[GitHub] [arrow] westonpace commented on issue #36709: [Python] Guarantee that `group_by` has stable ordering.

via GitHub Wed, 19 Jul 2023 07:58:16 -0700


westonpace commented on issue #36709:
URL: https://github.com/apache/arrow/issues/36709#issuecomment-1642250990


   +1 for exposing `use_threads`.  However, even with `use_threads=False` there 
is generally not a guarantee of stable ordering if are reading from a disk.  
Even with `use_threads=False` we still read from I/O in parallel (in an async 
fashion).  This can be disabled by setting the I/O thread pool size to 1 but 
that sometimes has unpleasant side effects.  If your data source is in-memory, 
and you disable threads, then you should get stable results.

Exercise set:
1/ Answer these questions about the GitHub comment:
(a) Which option does the commenter support exposing?
(b) Even with that option set to False, how is I/O still read?
(c) Under what two conditions should results be stable?
2/ Carry on writing the GitHub comment about `group_by` ordering, starting after its final sentence.
The listing after this point is not needed for anything here.

Data lines:
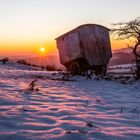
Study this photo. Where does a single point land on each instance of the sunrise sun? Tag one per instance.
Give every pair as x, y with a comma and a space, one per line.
42, 49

Answers by task:
1/
(a) `use_threads`
(b) In parallel, in an async fashion.
(c) The data source is in-memory and threads are disabled.

2/
   There are two different things here and I'm not sure which we are discussing:
   
    * The order of the keys
   
   Stable ordering of the keys is tricky since we are essentially using an 
"unordered hashmap" for our grouping.  Changes in the order data arrives, or 
even just changes in the amount of data could, in theory, change the order of 
the resulting keys.  Perhaps the easiest thing to do for now is to just sort 
the results by key.  At some point we could investigate an ordered hashmap if 
desired. In classic SQL one generally needs to add an order-by clause to the 
end of the query to order by the keys (and the underlying implementation may 
just add a sort node or it may do something more clever with the groupby).
   
    * The order of the grouping values
   
   Stable ordering of the values is a bit trickier, especially in parallel.  
There are only a few aggregate functions which depend on this.  In postgres 
there is special syntax for dealing with this case.  Note, this is also 
something that can be expressed in Substrait.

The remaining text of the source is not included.